Last Friday night, I was privileged to attend a very special and touching Memorial Service held appropriately at Waterpark Rugby Club for the late Bryan Daunt. This was to mark the 30th anniversary of a tragically early death of a fine young 20 year old whose all too short life was so full of promise. Bryan was a special kind of guy, a devoted son of Olive and Harry, a dear brother of Des and Deirdre. The service was lead by Dean Trevor Lester and Fr Patrick Cooney.

Bryan like his brother Des and sister Deirdre were pupils at Newtown School were he proved himself to be both a diligent pupil in the classroom and a keen sportsman, especially rugby, on the sport’s field. He is affectionately remembered for his lively sense of good-humoured fun. He was regarded for both his strength and gentleness in equal measure – a rare quality, indeed. He developed his love of rugby at Newtown.

On leaving school he went to Dublin were he completed a National Certificate in Engineering with distinction and following that attended Gurteen Agricultural College to pursue his studies in agriculture, a natural career choice coming from a farming background. He had grown up on a farm out Kilmeadan way and loved working alongside parents Harry and Olive.

His love and enthusiasm for rugby lead Bryan to joining Waterpark which he enjoyed thoroughly and was developing into a first-class player. Sadly it was all cut short when suddenly one evening- on 2nd of December 1979, this fine young sportsman, gentleman and son of the soil, died following a training session at the club. Though his life was all too short and his loss considerable, he left an indelible mark on all those who have been privileged to have known him.

A teacher recalls good memories

Roger Johnson, one of the group of Bryan’s teachers who attended, delivered this moving reflection on Bryan’s days at Newtown.

“Tonight we are gathered here to pay tribute to Bryan, who so tragically died 30 years ago this week. I taught Bryan during his 6 years at Newtown School and in particular I was his Rugby coach for much of that time. My memories are like those of many of his friends and class-mates (some of whom are here tonight – Roger McClure, Elmer Dool, Geoff Harris and maybe others).

> **Source data**
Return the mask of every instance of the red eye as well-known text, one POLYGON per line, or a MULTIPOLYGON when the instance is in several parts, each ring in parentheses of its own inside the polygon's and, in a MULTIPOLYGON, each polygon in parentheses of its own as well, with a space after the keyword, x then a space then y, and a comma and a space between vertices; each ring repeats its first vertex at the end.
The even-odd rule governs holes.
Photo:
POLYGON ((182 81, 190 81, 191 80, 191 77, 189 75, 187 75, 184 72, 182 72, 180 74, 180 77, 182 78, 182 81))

> **Requests**
1. According to the memorial piece about Bryan Daunt, where did he study agriculture after leaving Dublin?
2. Please carry on the memorial piece about Bryan Daunt, starting after its last sentence.

> **Expected responses**
1. Gurteen Agricultural College

2.
Bryan was a boy who anyone would be proud of and delighted to have as a son. He was an open, friendly, helpful young man – with a lovely smile and happy disposition. He always did his best and gave of his best. I have a mental picture of Bryan with his gentle, enquiring face and bright big eyes – and with his family background it is easy to see why he was given the nickname ‘Calf’.

As evident from the archival photographs Bryan was on the Senior Rugby XV for at least 3 seasons; 1973/4, 1984/5 and 1975/6 his final year at school. He also captained the JCT team (under 16 at that time) in 1974/5. He loved the game, and as I said earlier – always gave of his best, which was very good.

Others also missing

Sadly, looking at these photographs, there are a number of his team mates who have also left us from this earth – Peter Pim, ‘Shortie’ or Adrian Short and Austin Driver. Perhaps we might remember them also. This should make us realise how precious our lives are and how important it is to live fully while we have this God-given opportunity.

It has been wonderful over the years to have had the Daunt Cup – in memory of Bryan – being played for between Waterpark College and Newtown School. It has been good to remember Bryan in this way. I have always appreciated and enjoyed meeting Harry, Olive, Des and Deirdre on many occasions along the side line at these matches – as indeed tonight also – to remember and pay tribute to a very special son and brother.

In conclusion, some memories of his class mates which seem appropriate include: ‘His genuine decency and laconic sense of humour’; ‘FEF just loved him and held him in high esteem – they had a really good connection.”; “I think we called him ‘Calf’ as he was a farmer’s son and probably because he was a gentle and nice lad. Thinking about him, as an adult, he would have been a very loyal and loving husband and father. What a pity he could never reach that state.”

And finally, “I remember him as the nicest ‘gentle giant’ of a guy. Thank you Bryan.”


Ken MacCormack, also a former teacher of Bryan speaking on behalf of Waterpark Club, welcomed all those had come to remember him and cherished his memory as a former pupil and club member. Brother Des expressed appreciation on behalf of the family for the tributes paid to Bryan at this memorial service, a celebration of his life among us.

Words from the wise and the brave

To conclude we turn to sister Deirdre who offered some great quotations from rugby legends which she was confident Bryan would have liked. Some are as follows: ‘If you think you are beaten you are’; ‘If you think you dare not, you don’t’; ‘If you like to win, but you think you can’t, it’s almost a cinch you won’t’; ‘If you think you’ll lose, you’re lost’.

Bryan has indeed left us with good memories.

Slan, Aris, A Chara Dhilis.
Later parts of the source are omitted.